### DATA FOR THIS TASK
Begin
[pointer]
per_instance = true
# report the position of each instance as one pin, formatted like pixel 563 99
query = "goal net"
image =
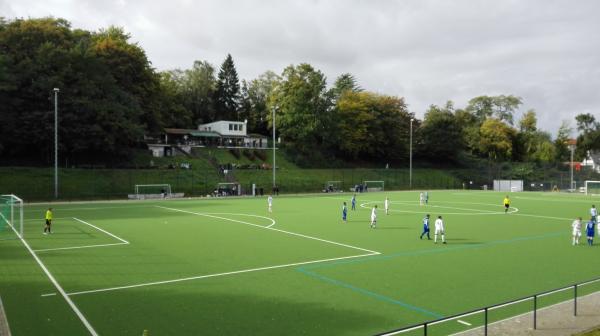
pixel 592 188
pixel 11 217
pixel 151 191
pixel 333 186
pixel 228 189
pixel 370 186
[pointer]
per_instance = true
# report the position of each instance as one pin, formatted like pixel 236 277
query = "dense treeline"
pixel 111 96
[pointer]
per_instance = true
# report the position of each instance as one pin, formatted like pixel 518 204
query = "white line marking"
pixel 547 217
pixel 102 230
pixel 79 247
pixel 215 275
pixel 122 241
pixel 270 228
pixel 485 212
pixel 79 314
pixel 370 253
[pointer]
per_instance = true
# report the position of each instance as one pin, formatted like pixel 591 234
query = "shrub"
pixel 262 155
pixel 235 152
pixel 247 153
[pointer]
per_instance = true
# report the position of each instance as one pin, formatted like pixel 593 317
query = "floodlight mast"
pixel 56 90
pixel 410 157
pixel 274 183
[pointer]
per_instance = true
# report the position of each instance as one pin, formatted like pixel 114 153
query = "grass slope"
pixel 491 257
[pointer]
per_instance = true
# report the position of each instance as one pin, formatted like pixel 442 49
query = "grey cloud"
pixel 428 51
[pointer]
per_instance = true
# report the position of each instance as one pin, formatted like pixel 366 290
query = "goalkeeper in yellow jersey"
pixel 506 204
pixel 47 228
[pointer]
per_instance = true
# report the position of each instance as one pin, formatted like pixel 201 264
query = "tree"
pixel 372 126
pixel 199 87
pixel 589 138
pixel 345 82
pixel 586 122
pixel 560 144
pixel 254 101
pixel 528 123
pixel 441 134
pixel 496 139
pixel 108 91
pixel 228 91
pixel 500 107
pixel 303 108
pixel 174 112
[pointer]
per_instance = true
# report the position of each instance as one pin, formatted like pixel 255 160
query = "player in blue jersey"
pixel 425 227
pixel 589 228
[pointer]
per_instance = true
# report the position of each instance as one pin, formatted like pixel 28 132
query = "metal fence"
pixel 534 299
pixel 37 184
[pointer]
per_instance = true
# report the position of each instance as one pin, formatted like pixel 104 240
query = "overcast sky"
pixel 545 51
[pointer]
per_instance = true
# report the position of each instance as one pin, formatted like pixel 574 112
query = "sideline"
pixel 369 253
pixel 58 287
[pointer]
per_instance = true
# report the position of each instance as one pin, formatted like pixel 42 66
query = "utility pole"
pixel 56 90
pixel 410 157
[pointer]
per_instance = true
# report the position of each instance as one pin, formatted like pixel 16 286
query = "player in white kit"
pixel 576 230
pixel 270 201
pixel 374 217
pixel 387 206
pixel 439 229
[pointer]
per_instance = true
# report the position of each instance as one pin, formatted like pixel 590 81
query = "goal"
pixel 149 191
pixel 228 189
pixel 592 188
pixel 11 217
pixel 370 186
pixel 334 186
End
Begin
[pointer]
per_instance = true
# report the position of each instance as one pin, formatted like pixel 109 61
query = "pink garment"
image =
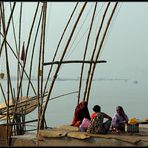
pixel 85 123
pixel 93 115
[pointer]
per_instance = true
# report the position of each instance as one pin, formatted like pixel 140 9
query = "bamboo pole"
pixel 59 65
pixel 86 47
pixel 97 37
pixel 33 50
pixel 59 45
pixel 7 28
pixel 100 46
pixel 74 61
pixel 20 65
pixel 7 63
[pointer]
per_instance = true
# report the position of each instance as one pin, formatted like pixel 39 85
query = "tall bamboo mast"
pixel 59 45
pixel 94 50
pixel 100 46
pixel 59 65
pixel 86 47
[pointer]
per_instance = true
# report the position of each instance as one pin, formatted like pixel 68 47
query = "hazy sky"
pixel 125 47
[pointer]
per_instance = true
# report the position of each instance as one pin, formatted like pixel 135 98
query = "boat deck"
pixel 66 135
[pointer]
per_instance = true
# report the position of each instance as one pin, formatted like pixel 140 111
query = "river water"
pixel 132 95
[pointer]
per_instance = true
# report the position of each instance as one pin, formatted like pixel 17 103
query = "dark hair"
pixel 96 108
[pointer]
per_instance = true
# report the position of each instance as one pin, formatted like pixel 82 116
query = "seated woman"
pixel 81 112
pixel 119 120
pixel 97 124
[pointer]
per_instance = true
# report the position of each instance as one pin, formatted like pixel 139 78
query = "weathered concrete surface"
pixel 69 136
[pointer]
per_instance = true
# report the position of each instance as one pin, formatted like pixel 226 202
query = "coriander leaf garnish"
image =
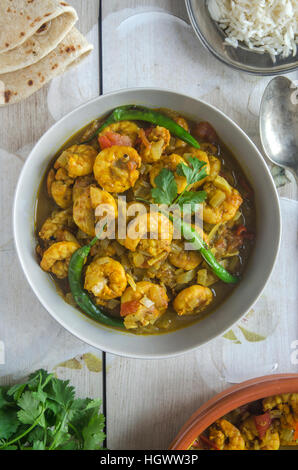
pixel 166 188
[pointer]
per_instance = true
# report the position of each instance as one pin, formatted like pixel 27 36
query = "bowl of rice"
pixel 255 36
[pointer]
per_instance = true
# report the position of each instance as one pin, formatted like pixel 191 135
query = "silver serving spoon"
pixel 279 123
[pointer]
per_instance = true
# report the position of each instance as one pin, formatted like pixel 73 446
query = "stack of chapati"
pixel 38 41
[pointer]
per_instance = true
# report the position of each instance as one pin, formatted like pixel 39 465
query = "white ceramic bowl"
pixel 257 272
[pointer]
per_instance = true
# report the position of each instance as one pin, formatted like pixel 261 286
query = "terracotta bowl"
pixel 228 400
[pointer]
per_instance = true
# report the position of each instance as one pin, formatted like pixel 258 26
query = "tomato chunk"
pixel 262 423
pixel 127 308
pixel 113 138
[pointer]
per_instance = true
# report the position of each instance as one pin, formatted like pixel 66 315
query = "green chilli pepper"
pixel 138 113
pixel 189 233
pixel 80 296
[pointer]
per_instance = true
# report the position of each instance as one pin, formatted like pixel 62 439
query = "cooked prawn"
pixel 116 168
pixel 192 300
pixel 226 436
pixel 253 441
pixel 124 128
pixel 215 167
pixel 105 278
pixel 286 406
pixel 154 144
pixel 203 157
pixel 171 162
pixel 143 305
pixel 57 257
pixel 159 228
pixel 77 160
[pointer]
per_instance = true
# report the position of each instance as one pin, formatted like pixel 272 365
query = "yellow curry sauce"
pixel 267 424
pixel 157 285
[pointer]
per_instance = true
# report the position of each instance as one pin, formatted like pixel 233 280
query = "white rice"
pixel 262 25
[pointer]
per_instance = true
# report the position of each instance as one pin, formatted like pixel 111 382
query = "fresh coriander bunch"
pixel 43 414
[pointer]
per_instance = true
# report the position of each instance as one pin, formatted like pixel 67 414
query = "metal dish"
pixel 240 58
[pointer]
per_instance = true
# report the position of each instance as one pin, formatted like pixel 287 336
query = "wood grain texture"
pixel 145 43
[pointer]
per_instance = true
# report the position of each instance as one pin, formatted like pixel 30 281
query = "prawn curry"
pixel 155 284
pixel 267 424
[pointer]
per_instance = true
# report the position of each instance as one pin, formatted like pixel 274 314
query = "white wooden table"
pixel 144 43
End
From the records above, select every line that contains the string "white". Case counts.

query = "white line marking"
query = "player in white kit"
query = "white ceramic bowl"
query = "white rice"
query = "white wooden table"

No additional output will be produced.